#### Provided passage
I doubt the budget is going to be able to reach into the stratosphere of $$
you mentioned but the wallet is open for this customer.  They have been told
to expect an expenditure of $20-50K+ to achieve about the best case
arrangement.. and I have not heard any comments back as of yet.

Personally and I think most of us here in the forum would agree that this
kind of uptime isn't work the expense.  In my own opinion even an outage of
up to 24 hours per year is still not even bad or something that should have
a overwhelming impact on anyone's business.  I look at it like the weather..
it's nice one day and the next day there's a blizzard and the roads are
closed (as are most business's).  Take it in stride and carry on.

FYI - Regarding the situation for doubled up email accounts per user.. I
don't see that as a problem at all if users are using Mozilla or other
similar email client that separates each account as well as their folders
(Inbox, Sent, Deleted, etc..)
########
#### Entries provided
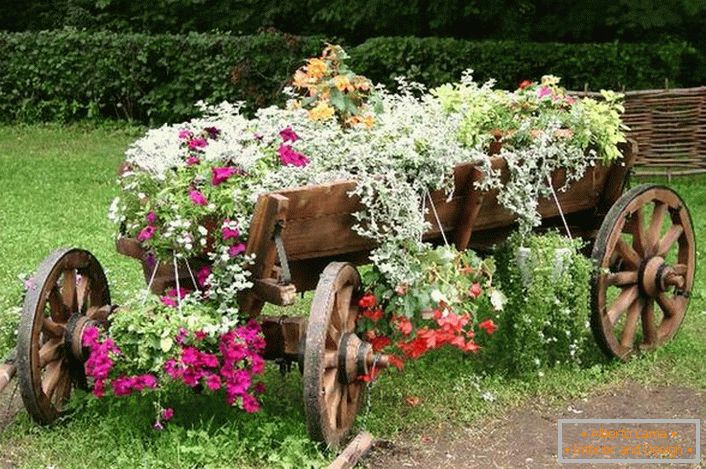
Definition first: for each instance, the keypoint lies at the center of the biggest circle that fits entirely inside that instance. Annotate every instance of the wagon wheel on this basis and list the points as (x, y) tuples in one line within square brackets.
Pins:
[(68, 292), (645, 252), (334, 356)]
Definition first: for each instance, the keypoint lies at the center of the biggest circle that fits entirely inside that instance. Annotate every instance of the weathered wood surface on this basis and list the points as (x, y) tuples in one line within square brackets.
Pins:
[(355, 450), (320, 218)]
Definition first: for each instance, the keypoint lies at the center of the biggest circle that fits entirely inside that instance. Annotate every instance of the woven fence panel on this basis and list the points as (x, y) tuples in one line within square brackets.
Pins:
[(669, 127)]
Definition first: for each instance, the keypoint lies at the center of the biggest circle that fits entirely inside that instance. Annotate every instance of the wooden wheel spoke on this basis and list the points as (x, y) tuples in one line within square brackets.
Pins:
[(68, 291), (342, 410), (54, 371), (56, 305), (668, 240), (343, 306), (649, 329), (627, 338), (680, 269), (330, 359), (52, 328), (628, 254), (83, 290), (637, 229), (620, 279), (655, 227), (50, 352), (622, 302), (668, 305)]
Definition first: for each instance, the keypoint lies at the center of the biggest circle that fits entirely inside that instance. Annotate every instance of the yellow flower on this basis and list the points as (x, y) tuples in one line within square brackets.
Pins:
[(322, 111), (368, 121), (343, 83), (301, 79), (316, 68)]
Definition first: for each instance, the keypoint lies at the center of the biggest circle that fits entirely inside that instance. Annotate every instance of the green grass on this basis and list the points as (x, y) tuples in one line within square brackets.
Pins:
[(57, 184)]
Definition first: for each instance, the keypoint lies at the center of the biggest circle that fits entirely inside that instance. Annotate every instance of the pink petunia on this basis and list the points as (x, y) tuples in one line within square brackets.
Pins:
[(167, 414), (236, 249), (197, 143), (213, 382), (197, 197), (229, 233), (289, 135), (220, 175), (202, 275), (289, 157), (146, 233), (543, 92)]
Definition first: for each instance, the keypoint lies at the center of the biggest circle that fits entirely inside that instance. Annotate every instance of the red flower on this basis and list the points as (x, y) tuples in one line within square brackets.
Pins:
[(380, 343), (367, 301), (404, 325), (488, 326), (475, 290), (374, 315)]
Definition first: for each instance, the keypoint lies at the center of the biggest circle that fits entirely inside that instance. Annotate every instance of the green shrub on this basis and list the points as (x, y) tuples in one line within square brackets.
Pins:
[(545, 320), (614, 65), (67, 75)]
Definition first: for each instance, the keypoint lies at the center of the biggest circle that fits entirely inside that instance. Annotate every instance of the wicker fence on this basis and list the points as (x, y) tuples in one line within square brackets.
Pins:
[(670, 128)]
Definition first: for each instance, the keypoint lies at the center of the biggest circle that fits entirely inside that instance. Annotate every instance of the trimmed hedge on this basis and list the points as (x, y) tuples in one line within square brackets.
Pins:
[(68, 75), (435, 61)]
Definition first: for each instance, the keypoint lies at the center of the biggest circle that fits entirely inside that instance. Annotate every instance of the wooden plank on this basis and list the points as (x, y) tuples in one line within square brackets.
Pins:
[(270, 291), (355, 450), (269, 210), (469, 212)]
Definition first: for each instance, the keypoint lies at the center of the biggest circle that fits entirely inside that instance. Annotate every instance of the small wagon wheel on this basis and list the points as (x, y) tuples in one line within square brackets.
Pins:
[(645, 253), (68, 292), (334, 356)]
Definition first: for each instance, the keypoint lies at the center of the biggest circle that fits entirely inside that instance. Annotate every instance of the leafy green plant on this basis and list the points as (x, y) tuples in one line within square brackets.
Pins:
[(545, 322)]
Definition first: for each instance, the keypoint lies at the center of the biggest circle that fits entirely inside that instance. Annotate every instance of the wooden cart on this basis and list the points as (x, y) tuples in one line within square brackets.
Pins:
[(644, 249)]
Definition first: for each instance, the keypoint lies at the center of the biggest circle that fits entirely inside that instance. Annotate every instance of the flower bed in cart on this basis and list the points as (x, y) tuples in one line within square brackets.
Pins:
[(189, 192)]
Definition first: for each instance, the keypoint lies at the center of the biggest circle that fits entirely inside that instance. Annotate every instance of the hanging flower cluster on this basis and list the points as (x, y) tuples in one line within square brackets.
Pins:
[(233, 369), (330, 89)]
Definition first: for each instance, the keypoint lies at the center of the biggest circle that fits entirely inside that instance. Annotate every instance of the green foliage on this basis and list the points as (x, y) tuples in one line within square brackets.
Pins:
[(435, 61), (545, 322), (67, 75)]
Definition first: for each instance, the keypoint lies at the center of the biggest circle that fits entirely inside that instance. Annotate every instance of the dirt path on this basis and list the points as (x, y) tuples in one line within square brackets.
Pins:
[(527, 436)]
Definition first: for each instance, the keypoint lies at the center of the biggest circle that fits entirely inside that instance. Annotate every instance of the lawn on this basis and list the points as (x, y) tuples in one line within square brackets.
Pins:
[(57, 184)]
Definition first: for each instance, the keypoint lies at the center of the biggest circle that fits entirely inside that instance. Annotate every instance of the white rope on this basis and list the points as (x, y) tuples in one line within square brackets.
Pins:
########
# [Requests]
1. Translate this sentence from the email about uptime into Spanish: "Take it in stride and carry on."
2. Carry on the email about uptime from the point where it stops.

# [Task-by-task results]
1. Tómalo con calma y sigue adelante.

2.
So.. back to my original issue.. is it possible to set the MX record to send
with the same priority email messages to two separate domains?  Do you know
of anyone who has tries it?

Jerry..


PS - Thanks for understanding what I'm trying to accomplish.  Your comments
are always welcome.

-----Original Message-----
From: cobalt-users-admin@xxxxxxxxxxxxxxx
[mailto:cobalt-users-admin@xxxxxxxxxxxxxxx]On Behalf Of Gavin
Nelmes-Crocker
Sent: Saturday, December 21, 2002 11:35 AM
To: cobalt-users@xxxxxxxxxxxxxxx
Subject: RE: [cobalt-users] RE: Raq4 - Fail Over/Backup Email for a
domain..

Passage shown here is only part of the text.